> **CONSEGNA**:
Puoi aggiornare tutte queste righe sostituendo ogni occorrenza di "planogram checker" con "shelf auditor" e lasciando invariato tutto il resto?

______________________________

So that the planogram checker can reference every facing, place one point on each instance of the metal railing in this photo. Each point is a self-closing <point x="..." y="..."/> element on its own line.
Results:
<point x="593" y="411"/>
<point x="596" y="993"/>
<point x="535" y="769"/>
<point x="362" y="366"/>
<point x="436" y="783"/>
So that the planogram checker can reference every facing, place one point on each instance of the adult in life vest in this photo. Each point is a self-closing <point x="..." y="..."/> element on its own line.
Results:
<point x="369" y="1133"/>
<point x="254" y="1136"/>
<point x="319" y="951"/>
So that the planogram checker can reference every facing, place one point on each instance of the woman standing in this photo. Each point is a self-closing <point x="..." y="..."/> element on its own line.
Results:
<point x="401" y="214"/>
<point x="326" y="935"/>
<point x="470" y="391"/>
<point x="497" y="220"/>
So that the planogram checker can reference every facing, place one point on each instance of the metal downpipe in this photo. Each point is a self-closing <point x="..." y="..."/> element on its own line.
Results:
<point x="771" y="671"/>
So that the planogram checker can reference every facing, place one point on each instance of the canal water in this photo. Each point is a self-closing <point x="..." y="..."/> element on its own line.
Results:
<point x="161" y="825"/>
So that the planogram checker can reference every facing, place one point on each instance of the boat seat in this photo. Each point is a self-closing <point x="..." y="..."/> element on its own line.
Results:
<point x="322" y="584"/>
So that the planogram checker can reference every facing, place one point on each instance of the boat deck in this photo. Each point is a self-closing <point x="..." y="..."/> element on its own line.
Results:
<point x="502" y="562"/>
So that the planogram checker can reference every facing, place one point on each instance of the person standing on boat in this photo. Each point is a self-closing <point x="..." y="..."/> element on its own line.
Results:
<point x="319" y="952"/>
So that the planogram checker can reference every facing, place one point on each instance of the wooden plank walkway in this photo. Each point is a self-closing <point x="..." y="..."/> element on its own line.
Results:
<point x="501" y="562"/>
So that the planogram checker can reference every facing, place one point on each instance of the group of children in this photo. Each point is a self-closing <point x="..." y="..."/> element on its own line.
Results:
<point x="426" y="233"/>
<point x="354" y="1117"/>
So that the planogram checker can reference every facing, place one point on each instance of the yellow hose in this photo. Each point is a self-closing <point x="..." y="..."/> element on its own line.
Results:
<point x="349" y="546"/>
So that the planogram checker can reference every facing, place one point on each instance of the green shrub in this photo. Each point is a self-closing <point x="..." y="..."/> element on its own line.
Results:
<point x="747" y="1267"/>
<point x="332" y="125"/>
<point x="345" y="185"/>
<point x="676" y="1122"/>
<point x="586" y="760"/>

______________________________

> **SOLUZIONE**:
So that the shelf auditor can reference every facing, place one point on each instance of the metal railing in this photo. Each point is a self-closing <point x="..." y="..."/> element on its own line.
Results:
<point x="593" y="411"/>
<point x="596" y="993"/>
<point x="535" y="769"/>
<point x="362" y="366"/>
<point x="436" y="783"/>
So that the shelf auditor can reference every facing, place one point on each instance of the adult in life vest in this photo. Each point is a self-closing <point x="..." y="..."/> element on its own line.
Results:
<point x="369" y="1133"/>
<point x="254" y="1136"/>
<point x="319" y="951"/>
So that the shelf auditor can reference every facing, place one point on each instance of the woman standing in this photo. Each point is a self-closing <point x="..." y="..."/> element on its own line.
Results:
<point x="401" y="214"/>
<point x="326" y="935"/>
<point x="470" y="391"/>
<point x="497" y="220"/>
So that the shelf auditor can reference every facing, place one point on each instance of the metal downpipe in this photo. Each point is a self-closing <point x="..." y="..."/> element on its own line.
Results:
<point x="771" y="671"/>
So that the shelf auditor can reference every facing, place one point on each instance of the canal water in this photo. Each point is a self-closing <point x="..." y="..."/> element on its own line.
Results:
<point x="161" y="825"/>
So that the shelf auditor can reference every facing, place one point on each instance of the boat seat in this photo. Each point is a self-closing <point x="..." y="..."/> element on its own line.
Results:
<point x="322" y="584"/>
So that the shelf auditor can reference every facing, place one point on each instance of the boat deck in this photo. Each point is a self-closing <point x="..." y="..."/> element on its own line.
Results:
<point x="502" y="562"/>
So that the shelf auditor can reference every facing, place one point on each instance of the person standing on boat in this photo. Each point is a self-closing <point x="..." y="..."/> element on its own line.
Results:
<point x="319" y="952"/>
So that the shelf auditor can reference every facing, place one point on each instance of the wooden plank walkway in this photo. Each point is a self-closing <point x="..." y="..."/> element on its own line.
Results:
<point x="501" y="562"/>
So that the shelf auditor can reference every facing, place one point on each instance of the group of children in this photo. Each point is a self-closing <point x="..." y="..."/> element on its own line.
Results:
<point x="426" y="233"/>
<point x="354" y="1117"/>
So that the shelf auditor can reference every facing, place one point on each instance of the yellow hose in this photo. Each point is a self-closing <point x="..." y="..."/> element on its own line.
Results:
<point x="349" y="546"/>
So that the shelf auditor can reference every facing, place one point on each instance of the green shrub in this photo. Each point is a self-closing <point x="..." y="..."/> element on its own line.
Results:
<point x="747" y="1267"/>
<point x="332" y="125"/>
<point x="345" y="185"/>
<point x="676" y="1122"/>
<point x="586" y="760"/>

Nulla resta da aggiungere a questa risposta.